* **Short task**
Reproduce the lines below from the one that contains "the tree branch." through the end, inclusive, and add nothing.

— start of Available records —

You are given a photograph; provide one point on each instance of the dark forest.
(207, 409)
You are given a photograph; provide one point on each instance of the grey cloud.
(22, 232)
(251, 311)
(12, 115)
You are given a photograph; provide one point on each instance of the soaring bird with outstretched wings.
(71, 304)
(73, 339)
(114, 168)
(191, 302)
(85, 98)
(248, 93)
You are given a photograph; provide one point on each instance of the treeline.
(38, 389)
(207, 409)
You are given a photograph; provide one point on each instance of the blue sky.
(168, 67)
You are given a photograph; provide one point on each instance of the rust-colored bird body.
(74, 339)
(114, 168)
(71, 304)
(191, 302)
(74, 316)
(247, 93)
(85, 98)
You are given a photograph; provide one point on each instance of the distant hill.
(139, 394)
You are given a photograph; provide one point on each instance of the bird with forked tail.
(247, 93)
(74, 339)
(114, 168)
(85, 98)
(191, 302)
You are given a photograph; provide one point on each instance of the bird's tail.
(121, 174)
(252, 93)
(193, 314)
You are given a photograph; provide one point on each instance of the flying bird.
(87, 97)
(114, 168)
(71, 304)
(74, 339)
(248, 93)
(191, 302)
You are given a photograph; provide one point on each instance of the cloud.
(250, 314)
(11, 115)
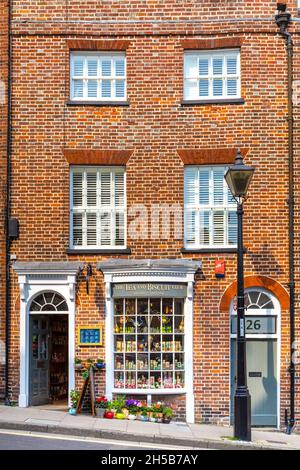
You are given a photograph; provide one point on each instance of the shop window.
(149, 344)
(98, 76)
(210, 210)
(97, 207)
(212, 75)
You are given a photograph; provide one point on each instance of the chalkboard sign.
(90, 336)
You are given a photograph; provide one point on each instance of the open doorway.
(48, 351)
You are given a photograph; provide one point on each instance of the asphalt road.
(30, 441)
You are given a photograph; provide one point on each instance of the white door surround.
(35, 278)
(152, 271)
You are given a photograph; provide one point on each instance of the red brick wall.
(3, 155)
(155, 125)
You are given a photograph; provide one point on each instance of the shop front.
(149, 329)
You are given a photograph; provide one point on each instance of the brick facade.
(154, 131)
(3, 169)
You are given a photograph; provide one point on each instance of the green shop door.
(262, 380)
(39, 360)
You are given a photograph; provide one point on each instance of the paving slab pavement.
(181, 434)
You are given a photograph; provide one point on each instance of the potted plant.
(167, 415)
(101, 404)
(78, 364)
(74, 396)
(100, 364)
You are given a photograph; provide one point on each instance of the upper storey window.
(98, 76)
(212, 75)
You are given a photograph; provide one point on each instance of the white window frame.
(113, 78)
(211, 208)
(98, 209)
(224, 53)
(184, 352)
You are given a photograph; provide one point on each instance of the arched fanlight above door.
(48, 302)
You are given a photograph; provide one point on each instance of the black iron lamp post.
(238, 178)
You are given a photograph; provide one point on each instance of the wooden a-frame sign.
(89, 381)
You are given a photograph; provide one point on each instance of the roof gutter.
(283, 19)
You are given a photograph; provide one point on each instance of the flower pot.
(100, 412)
(166, 420)
(131, 417)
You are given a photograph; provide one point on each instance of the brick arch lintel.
(256, 281)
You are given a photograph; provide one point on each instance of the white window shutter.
(212, 75)
(120, 229)
(98, 77)
(78, 67)
(119, 189)
(204, 176)
(204, 228)
(105, 195)
(218, 185)
(190, 226)
(232, 227)
(210, 214)
(98, 212)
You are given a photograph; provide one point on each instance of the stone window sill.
(212, 101)
(99, 251)
(98, 103)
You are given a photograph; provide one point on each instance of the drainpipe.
(7, 216)
(282, 20)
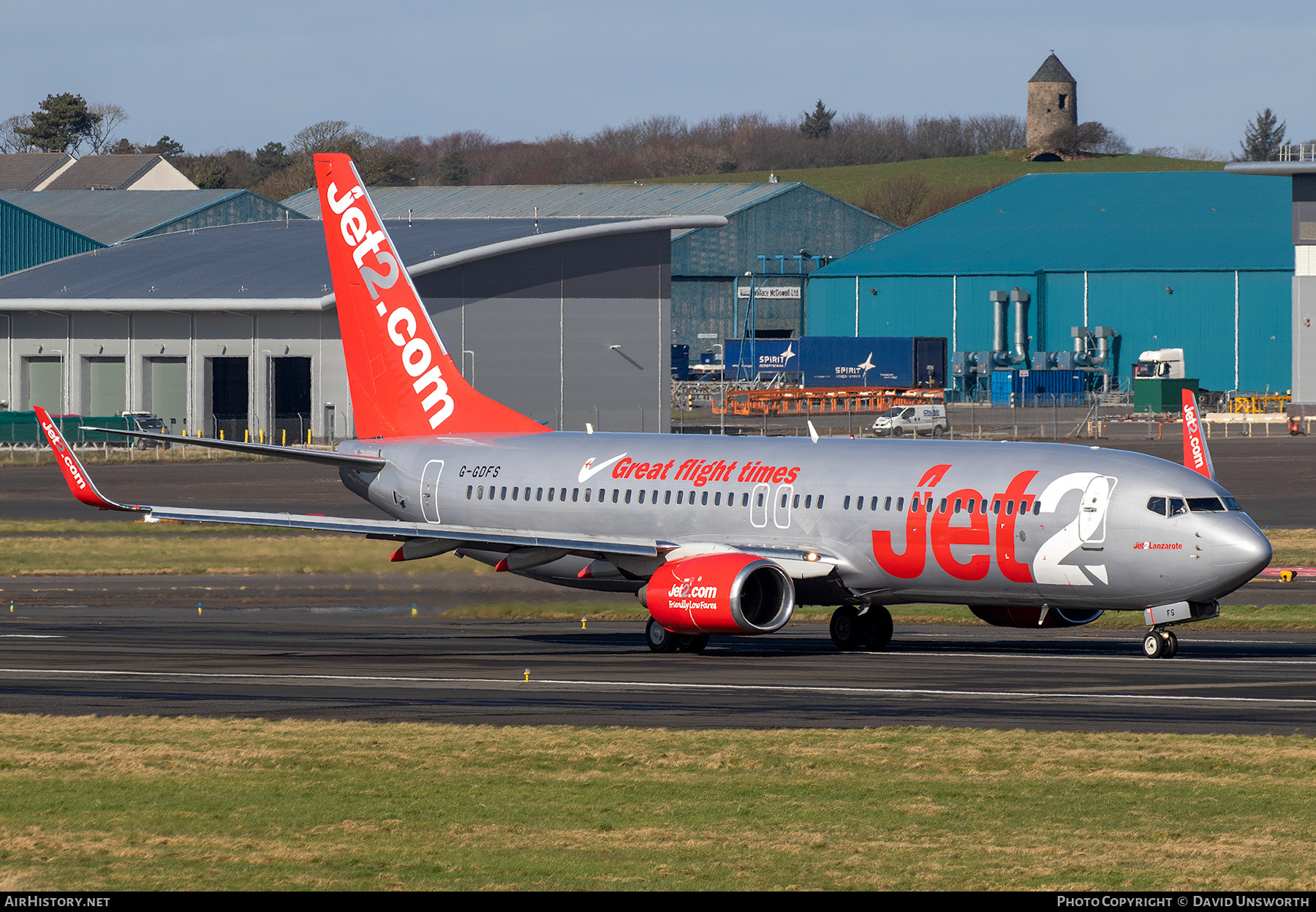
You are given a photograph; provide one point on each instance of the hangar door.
(228, 396)
(290, 399)
(166, 392)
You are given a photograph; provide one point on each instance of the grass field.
(852, 182)
(140, 803)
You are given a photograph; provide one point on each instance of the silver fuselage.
(1066, 525)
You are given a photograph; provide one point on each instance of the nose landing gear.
(1161, 644)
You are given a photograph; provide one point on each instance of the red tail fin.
(1195, 453)
(403, 381)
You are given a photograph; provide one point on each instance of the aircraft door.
(429, 490)
(782, 506)
(1092, 509)
(758, 506)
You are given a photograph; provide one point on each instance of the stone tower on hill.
(1052, 107)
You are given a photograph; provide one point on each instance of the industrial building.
(778, 232)
(1200, 261)
(233, 328)
(108, 216)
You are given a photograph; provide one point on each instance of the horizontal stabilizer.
(322, 457)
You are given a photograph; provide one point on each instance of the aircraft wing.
(82, 487)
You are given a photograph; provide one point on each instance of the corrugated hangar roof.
(1187, 220)
(111, 216)
(559, 200)
(263, 261)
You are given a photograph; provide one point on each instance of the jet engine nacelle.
(1019, 616)
(723, 593)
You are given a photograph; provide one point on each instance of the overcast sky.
(243, 74)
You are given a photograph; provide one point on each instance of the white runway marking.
(651, 685)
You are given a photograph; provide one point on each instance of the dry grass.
(184, 803)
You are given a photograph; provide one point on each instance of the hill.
(852, 183)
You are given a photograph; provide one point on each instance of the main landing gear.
(852, 629)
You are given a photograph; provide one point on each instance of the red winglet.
(1195, 453)
(79, 482)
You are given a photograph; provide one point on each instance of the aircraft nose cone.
(1239, 549)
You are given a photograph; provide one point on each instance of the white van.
(912, 420)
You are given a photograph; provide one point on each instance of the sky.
(243, 74)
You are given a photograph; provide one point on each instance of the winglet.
(1195, 453)
(79, 482)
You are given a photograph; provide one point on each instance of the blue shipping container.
(774, 357)
(1037, 387)
(877, 361)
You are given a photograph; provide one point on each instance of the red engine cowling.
(1020, 616)
(723, 593)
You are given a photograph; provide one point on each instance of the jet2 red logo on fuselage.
(926, 522)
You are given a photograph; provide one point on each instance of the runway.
(390, 666)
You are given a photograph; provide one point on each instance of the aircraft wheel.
(692, 642)
(1153, 647)
(875, 627)
(659, 639)
(847, 631)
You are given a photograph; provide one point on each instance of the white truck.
(912, 420)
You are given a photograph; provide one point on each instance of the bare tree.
(105, 118)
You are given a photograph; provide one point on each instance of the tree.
(12, 137)
(817, 125)
(164, 146)
(453, 172)
(270, 159)
(105, 118)
(59, 124)
(1263, 138)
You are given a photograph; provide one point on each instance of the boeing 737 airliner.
(725, 535)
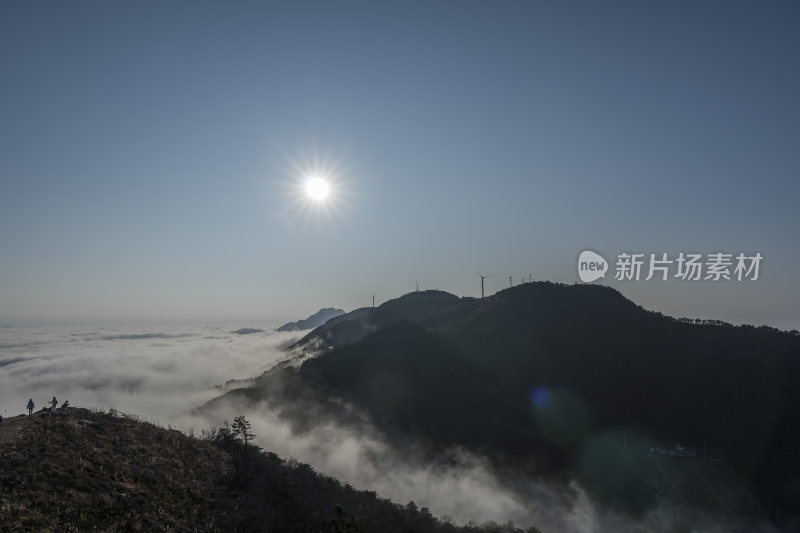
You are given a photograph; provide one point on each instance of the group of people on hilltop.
(53, 403)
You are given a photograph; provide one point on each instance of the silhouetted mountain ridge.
(534, 373)
(317, 319)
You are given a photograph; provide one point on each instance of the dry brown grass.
(96, 471)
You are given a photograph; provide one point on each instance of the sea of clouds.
(157, 373)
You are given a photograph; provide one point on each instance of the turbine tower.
(483, 278)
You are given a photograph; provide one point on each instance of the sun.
(317, 188)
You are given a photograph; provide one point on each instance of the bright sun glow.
(317, 188)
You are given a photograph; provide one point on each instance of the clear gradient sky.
(152, 153)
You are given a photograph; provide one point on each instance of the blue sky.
(152, 153)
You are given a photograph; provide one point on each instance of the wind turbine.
(483, 278)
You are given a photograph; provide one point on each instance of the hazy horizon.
(155, 154)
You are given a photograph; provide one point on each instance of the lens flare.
(317, 188)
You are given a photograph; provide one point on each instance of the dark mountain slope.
(91, 471)
(543, 367)
(313, 321)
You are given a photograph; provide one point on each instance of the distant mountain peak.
(313, 321)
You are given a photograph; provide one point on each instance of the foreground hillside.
(111, 472)
(553, 379)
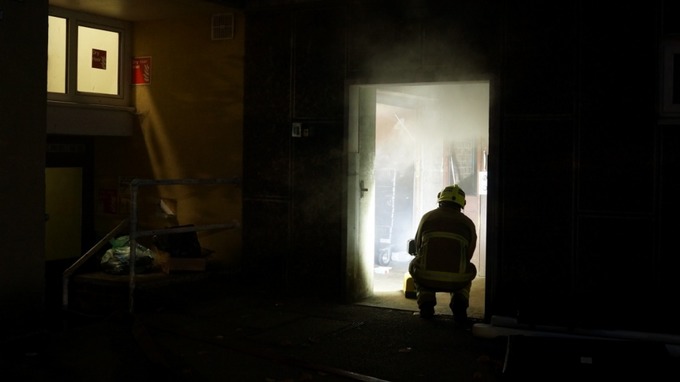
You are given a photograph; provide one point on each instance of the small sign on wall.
(99, 59)
(141, 70)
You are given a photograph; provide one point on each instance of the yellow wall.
(190, 119)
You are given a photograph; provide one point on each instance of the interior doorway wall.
(412, 140)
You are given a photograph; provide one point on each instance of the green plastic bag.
(116, 260)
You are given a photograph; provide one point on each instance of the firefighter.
(444, 244)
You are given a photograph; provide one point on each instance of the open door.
(406, 142)
(360, 193)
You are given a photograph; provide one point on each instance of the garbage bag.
(116, 260)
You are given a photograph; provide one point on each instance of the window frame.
(72, 95)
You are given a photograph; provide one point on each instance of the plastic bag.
(116, 260)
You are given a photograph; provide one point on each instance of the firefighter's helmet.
(453, 194)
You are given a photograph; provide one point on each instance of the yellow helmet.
(453, 194)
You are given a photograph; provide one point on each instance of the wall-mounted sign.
(141, 70)
(98, 59)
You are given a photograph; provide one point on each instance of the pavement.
(230, 334)
(213, 329)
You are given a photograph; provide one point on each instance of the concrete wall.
(188, 124)
(23, 36)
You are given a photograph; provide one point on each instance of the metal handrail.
(134, 234)
(71, 270)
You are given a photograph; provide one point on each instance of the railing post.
(133, 242)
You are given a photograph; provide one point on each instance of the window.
(88, 59)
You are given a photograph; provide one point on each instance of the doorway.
(412, 140)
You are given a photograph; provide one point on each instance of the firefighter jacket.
(445, 242)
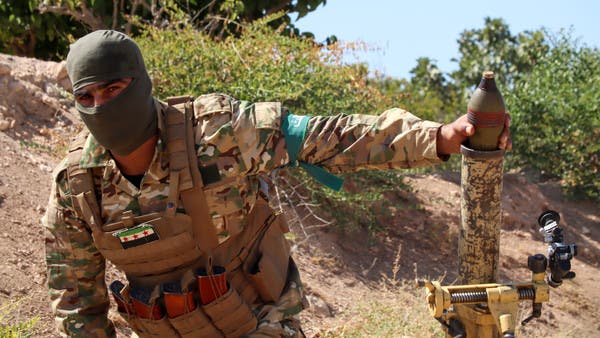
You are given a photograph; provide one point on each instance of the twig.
(239, 56)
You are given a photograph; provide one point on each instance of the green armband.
(294, 130)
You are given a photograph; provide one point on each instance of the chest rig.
(255, 262)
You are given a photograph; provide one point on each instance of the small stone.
(4, 125)
(319, 306)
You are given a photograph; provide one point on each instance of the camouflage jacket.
(235, 140)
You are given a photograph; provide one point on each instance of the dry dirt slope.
(342, 270)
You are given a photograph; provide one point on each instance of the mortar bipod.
(494, 307)
(491, 310)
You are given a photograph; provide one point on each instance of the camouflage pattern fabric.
(238, 141)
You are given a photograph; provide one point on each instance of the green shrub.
(261, 65)
(20, 329)
(556, 117)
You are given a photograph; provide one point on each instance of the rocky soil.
(340, 268)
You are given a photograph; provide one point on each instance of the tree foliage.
(261, 64)
(556, 117)
(495, 48)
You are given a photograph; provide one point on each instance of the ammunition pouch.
(175, 245)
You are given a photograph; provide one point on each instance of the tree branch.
(84, 15)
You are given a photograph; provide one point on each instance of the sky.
(404, 30)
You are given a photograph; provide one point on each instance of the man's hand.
(451, 136)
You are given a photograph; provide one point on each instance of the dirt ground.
(339, 268)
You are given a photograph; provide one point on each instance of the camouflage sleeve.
(394, 139)
(247, 138)
(75, 270)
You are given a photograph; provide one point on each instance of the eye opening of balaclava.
(126, 121)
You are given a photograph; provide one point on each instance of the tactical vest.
(256, 261)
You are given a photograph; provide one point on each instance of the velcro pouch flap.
(231, 315)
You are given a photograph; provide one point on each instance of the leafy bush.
(261, 65)
(556, 117)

— end of Available records —

* **Response**
You are given a photograph; provide one point on each instance of the tree branch.
(84, 15)
You are given a photograph; provide one point on each instance of the sky.
(404, 30)
You are given a photograph; provide one point on each instance of the man's hand.
(451, 136)
You are given a photograph; provide one point on each instance of the dirt ground.
(339, 268)
You are given a photograph; provide one point on each instance of the camouflage sleeve.
(394, 139)
(247, 138)
(75, 270)
You are given a photograph; provide one point on each instance of the eye opening of balaclava.
(126, 121)
You are given a photograph; provide one point on each instance of the tactical vest.
(256, 261)
You are given a photograph; provide one point on each instance of the velcro pouch flap.
(231, 315)
You are given a photograph; provide one point on each instance of the leafy bush.
(261, 65)
(556, 117)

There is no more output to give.